• [Data for this task]:
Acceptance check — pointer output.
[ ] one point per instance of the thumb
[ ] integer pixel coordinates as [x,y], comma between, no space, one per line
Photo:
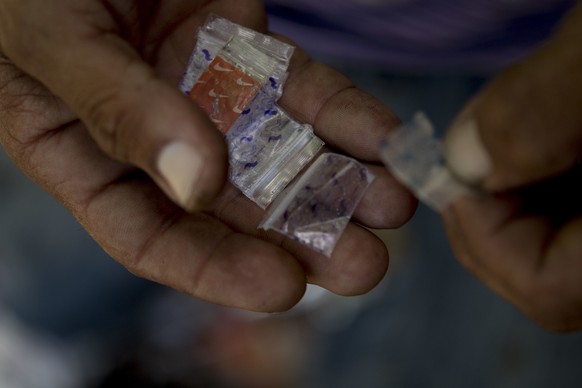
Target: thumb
[136,117]
[526,125]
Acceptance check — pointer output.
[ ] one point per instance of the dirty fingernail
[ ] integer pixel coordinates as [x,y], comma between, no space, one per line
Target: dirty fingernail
[181,165]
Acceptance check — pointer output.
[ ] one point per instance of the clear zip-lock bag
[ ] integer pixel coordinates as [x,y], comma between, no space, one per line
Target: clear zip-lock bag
[414,156]
[237,75]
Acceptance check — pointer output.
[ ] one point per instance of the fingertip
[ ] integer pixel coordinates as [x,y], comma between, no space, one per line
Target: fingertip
[361,262]
[253,275]
[465,153]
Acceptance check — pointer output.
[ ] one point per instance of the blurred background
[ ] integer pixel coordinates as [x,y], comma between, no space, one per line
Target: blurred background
[72,317]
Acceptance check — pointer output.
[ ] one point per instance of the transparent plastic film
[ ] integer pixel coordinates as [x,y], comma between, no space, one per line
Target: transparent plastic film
[268,153]
[216,34]
[414,156]
[230,83]
[316,208]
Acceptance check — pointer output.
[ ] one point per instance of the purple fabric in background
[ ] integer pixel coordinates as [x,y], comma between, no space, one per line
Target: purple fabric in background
[419,35]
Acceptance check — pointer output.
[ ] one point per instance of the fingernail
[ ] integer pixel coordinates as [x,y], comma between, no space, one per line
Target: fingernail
[181,164]
[465,153]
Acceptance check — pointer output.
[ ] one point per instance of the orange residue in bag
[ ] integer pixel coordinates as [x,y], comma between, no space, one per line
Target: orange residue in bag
[224,91]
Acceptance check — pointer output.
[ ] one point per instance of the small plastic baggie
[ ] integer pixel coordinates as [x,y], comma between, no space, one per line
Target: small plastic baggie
[316,209]
[414,156]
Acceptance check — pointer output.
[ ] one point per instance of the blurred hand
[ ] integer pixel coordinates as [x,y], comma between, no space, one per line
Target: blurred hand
[520,139]
[89,109]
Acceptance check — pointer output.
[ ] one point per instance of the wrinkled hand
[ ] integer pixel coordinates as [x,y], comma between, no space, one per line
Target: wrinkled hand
[521,140]
[88,102]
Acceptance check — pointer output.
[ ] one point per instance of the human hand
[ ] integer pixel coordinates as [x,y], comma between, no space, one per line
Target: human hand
[521,140]
[89,109]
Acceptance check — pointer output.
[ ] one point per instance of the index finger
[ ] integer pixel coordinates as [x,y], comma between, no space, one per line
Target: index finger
[344,116]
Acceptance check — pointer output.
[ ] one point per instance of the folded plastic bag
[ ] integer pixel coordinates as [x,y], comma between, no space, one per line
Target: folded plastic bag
[316,209]
[414,156]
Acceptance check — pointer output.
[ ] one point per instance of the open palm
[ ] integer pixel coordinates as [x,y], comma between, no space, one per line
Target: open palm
[88,98]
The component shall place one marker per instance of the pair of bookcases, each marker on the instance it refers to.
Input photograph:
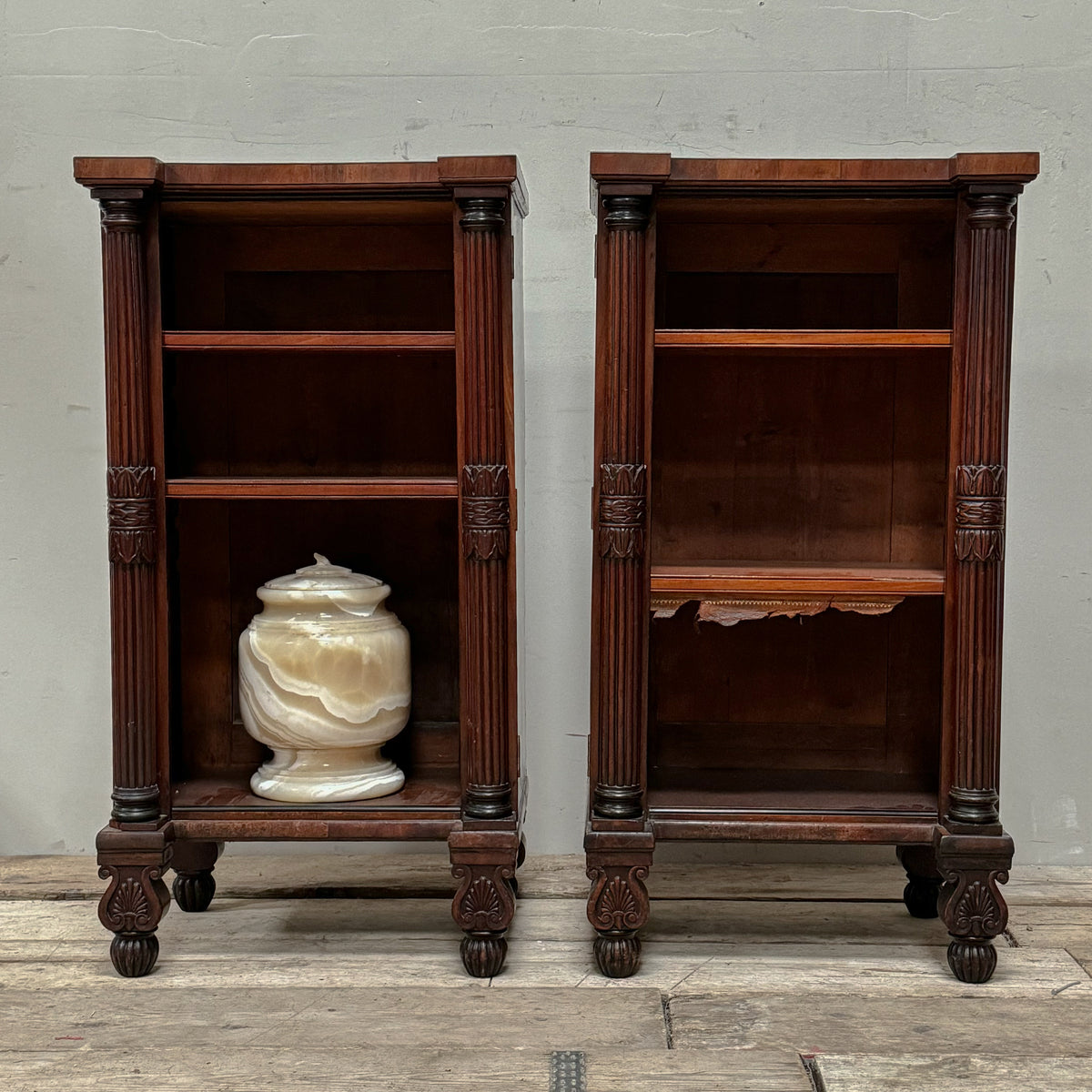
(802, 372)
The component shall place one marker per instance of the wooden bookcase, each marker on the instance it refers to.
(309, 358)
(802, 387)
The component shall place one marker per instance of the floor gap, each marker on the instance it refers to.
(811, 1064)
(669, 1030)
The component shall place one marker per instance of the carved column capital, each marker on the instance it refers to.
(485, 512)
(980, 513)
(991, 211)
(481, 214)
(981, 807)
(626, 212)
(622, 511)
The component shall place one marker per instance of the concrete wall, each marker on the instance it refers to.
(273, 80)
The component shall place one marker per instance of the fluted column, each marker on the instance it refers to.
(980, 503)
(622, 620)
(130, 505)
(485, 522)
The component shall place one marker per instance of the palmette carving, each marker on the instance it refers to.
(622, 511)
(136, 899)
(485, 513)
(980, 513)
(620, 900)
(130, 513)
(972, 905)
(484, 902)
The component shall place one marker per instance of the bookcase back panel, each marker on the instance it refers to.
(349, 414)
(228, 276)
(836, 700)
(224, 551)
(817, 267)
(767, 457)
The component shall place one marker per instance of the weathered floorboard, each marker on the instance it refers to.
(223, 1019)
(426, 875)
(842, 1024)
(861, 1073)
(257, 1069)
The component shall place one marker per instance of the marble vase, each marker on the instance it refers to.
(325, 682)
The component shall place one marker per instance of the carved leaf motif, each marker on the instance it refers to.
(622, 509)
(484, 902)
(980, 544)
(621, 902)
(130, 514)
(485, 512)
(977, 912)
(129, 906)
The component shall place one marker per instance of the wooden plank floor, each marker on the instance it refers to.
(754, 978)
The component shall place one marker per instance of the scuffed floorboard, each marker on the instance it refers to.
(747, 969)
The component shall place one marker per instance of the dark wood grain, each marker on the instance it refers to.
(802, 339)
(337, 375)
(486, 636)
(379, 341)
(817, 578)
(980, 442)
(812, 475)
(658, 167)
(383, 489)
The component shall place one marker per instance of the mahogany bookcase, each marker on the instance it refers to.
(802, 396)
(309, 358)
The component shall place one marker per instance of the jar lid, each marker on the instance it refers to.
(322, 577)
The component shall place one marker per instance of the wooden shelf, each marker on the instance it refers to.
(803, 339)
(694, 581)
(223, 806)
(230, 792)
(288, 341)
(303, 489)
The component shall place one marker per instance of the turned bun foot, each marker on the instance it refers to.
(483, 956)
(134, 955)
(972, 960)
(920, 895)
(618, 956)
(194, 891)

• [What needs to be done]:
Reproduce exactly the entries above, limited to the lines from the one with "Target: transparent plastic film" through the one with "[ ] one point per instance of the small", both included.

• [Written reply]:
Target: transparent plastic film
[268,153]
[216,34]
[414,156]
[230,83]
[316,208]
Acceptance check — pointer output.
[ ] one point per instance of the purple fabric in background
[ ] integer pixel coordinates as [x,y], comma between, no space, one per line
Target: purple fabric in background
[419,35]
Acceptance check — pointer output.
[ ] one point per instance of the fingernail
[ ] integer pixel coordinates as [x,y], comma between, no space, one per line
Target: fingernail
[181,164]
[465,153]
Acceptance check — pointer output.
[ ] one point per instance of the orange residue in bag
[ ] integer pixel coordinates as [x,y], comma between, no space, one per line
Target: orange residue in bag
[224,91]
Acceptance check — pointer output.
[ ] one point per instance of the small plastic baggie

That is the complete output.